◆ Exercise description:
Locate every line in the rows below that contains the string "fungus", and copy each of those lines. Only matches with the same capitalization count.

━━━━━ Supplied data ━━━━━

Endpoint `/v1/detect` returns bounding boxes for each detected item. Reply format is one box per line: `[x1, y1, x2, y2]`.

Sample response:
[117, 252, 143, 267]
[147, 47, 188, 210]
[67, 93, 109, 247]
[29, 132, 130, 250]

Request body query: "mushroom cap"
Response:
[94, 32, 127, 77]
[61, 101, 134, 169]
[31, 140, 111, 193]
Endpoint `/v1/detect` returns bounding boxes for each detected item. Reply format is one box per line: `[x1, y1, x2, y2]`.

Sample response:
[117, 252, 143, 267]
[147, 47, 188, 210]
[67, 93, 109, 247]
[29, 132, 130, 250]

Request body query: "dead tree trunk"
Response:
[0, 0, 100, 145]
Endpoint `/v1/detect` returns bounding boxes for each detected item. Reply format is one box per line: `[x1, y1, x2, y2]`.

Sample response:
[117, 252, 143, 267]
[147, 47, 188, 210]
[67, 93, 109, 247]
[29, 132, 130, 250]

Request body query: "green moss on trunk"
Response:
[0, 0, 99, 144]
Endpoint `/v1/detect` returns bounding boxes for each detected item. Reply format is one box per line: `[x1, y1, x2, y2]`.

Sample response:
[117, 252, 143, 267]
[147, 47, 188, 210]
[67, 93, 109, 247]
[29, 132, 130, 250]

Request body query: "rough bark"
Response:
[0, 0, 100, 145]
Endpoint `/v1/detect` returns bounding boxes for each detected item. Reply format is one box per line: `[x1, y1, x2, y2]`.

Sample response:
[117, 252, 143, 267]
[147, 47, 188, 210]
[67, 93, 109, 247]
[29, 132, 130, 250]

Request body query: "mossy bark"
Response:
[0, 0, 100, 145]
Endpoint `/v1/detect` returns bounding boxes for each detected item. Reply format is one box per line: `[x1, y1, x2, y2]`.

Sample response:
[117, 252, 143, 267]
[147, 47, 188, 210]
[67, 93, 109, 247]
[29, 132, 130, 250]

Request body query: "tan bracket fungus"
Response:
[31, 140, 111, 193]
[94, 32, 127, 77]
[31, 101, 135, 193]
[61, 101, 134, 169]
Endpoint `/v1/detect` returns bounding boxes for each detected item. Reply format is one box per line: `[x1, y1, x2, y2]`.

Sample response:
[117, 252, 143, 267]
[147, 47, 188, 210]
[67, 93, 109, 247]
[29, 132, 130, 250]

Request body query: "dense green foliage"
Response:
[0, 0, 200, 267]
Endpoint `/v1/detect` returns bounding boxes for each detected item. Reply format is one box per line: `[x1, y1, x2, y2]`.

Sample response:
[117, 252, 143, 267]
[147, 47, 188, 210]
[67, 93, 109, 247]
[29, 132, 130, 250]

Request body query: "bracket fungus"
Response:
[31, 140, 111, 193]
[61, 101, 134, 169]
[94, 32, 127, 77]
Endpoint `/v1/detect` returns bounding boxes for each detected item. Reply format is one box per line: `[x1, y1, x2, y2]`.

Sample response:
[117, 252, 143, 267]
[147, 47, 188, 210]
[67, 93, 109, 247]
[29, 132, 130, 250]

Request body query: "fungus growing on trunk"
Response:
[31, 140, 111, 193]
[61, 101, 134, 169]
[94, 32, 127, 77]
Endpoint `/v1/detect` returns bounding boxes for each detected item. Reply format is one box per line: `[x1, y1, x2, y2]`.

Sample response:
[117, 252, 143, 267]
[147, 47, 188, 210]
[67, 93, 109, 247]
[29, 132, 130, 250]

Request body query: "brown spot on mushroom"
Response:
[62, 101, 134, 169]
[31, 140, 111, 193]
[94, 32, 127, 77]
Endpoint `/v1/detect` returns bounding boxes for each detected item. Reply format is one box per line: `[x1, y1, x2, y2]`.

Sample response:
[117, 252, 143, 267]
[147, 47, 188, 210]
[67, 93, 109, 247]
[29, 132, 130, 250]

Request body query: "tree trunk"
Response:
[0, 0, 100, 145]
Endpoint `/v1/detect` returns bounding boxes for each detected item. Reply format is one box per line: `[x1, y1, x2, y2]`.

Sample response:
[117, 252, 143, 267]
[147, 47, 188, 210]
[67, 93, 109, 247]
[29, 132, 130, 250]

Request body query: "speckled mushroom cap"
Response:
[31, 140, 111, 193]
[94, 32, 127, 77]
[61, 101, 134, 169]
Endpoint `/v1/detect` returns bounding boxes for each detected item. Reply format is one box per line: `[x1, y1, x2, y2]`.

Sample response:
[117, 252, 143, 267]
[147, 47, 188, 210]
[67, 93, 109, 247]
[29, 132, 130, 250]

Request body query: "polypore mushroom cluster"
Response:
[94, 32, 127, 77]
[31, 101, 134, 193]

━━━━━

◆ The output:
Request body query: "tan bracket fungus"
Request body query: "bracket fungus"
Request body query: "fungus growing on trunk"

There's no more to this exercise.